» **BACAAN**
Dalam makalah ini akan mengkaji empat pokok bahasan. Pertama,
demokrasi dan pendidikan. Kedua, hubungan pendidikan dan masyarakat. Ketiga,
pembelajaran dalam konteks masyarakat. Empat, hambatan dan dukungan.
A.
Demokrasi dan Pendidikan
Pendidikan berbasis
masyarakat adalah bagian dari wacana demokrasi pendidikan, maka pada bagian ini
terlebih dahulu dikemukakan hubungan demokrasi dengan pendidikan. Demokrasi
berasal dari Yunani, demos (rakyat) kratos (pemerintahan).
Demokrasi adalah suatu bentuk pemerintahan dengan kekuasaan di tangan rakyat.
Dewasa ini, demokrasi telah diterima oleh hampir seluruh bentuk pemerinntahan
di dunia.
Menurut
masykuri Abdullah, demokrasi memiliki tiga unsur utama, yaitu; adanya kemauan
politik dari Negara, adanya komitmen yang kuat dari masyarakat politik, dan
adanya civil society yang kuat dan mandiri.[3]
Ketiga unsur itu diproses dalam sebuah Negara yang menjamin adanya kekuasaan
mayoritas, suara rakyat dan pemilihan umum yang bebas dan bertanggung jawab.[4]
Selain itu, demokrasi juga memiliki dua norma baku yang berlaku bagi setiap
bentuk “demokrasi”, public accountability
(pertanggungjawaban kepada rakyat) dan contestability
(uji kesahihan apakah demokrasi itu bercermin kepada kehendak bersama atau nama
kepentingan lain).[5]
Oleh karena
itu, demokrasi dalam arti modern, sebagaimana dikemukakan Magnis-Suseno, sering
dipahami sebagai sebuah sistem politik yang melembagakan control terhadap
pemerintah oleh rakyat (kedaulatan rakyat), serta kewajiban pemerintahan untuk
memberi pertanggungjawaban (accountability) kepada rakyat melalui sistem
perwakilan.[6] Jadi, di dalam demokrasi modern terdapat dua kategori prinsip,
yaitu prinsip kedaulatan rakyat dan prinsip pertanggungjawaban melalui
perwakilan.

» **DATA MENTAH**

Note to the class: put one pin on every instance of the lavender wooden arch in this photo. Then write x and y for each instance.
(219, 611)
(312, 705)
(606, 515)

» **DAFTAR TUGAS**
1: Terjemahkan kalimat dari bacaan tentang demokrasi dan pendidikan ini ke dalam bahasa Inggris: “Demokrasi adalah suatu bentuk pemerintahan dengan kekuasaan di tangan rakyat.”
2: Jawablah pertanyaan berikut berdasarkan bacaan tentang demokrasi dan pendidikan.
(a) Dari bahasa apa kata demokrasi berasal?
(b) Menurut Masykuri Abdullah, apa saja tiga unsur utama demokrasi?
(c) Apa dua kategori prinsip yang terdapat di dalam demokrasi modern?
3: Tuliskan lanjutan bacaan tentang demokrasi dan pendidikan, dimulai setelah kalimat terakhir yang tersedia.
Materi tidak diperlukan untuk mengerjakan latihan ini.

» **KUNCI JAWABAN**
1: Democracy is a form of government in which power is in the hands of the people.

2:
(a) Dari bahasa Yunani, yaitu demos (rakyat) dan kratos (pemerintahan).
(b) Adanya kemauan politik dari negara, adanya komitmen yang kuat dari masyarakat politik, dan adanya civil society yang kuat dan mandiri.
(c) Prinsip kedaulatan rakyat dan prinsip pertanggungjawaban melalui perwakilan.

3:
Demokratisasi
adalah proses menuju demokrasi. Dalam konteks ini, pendidikan merupakan sarana
paling srtategis bagi penciptaan demokratisasi. Dalam pandangan Azyumardi Azra,
cara paling srtategis “mengalami demokrasi” (experiencing democracy)
adalah melalui apa yang disebut sebagai democracy education. Pendidikan
demokrasi dapat dipahami sebagai sosialisasi, diseminasi, dan aktualisasi
konsep, sistem, nilai, budaya, dan praktik demokrasi melalui pendidikan.[7]
Selanjutnya
Azra menegaskan bahwa, dalam banyak hal, pendidikan demokrasi identik dengan
“pendidikan kewargaan” (civic education), meskipun pendidikan kewargaan
lebih luas cakupannya daripada pendidikan demokrasi. Namun yang jelas, keduanya
berupaya menumbuhkan civic culture dan civility di lingkungan
pendidikan, yang pada gilirannya akan menjadi kontribusi penting bagi
pengembangan demokrasi yang baik dan otentik pada Negara-bangsa Indonesia.[8] Sejalan dengan pendapat Azra, ‘Syafi’I Maarif mengemukakan bahwa
proses penciptaan mentalitas dan kultur demokrasi kiranya dapat dilakukan
melalui proses pendidikan. Dalam kaitan ini, perwujudan sistem pendidikan yang
demokrasi merupakan keniscayaan yang harus disikapi secara positif oleh seluruh
komponen yang terlibat dalam proses pendidikan.[9]
Demokratisasi
pendidikan mengandung arti proses menuju demokrasi dalam bidang pendidikan.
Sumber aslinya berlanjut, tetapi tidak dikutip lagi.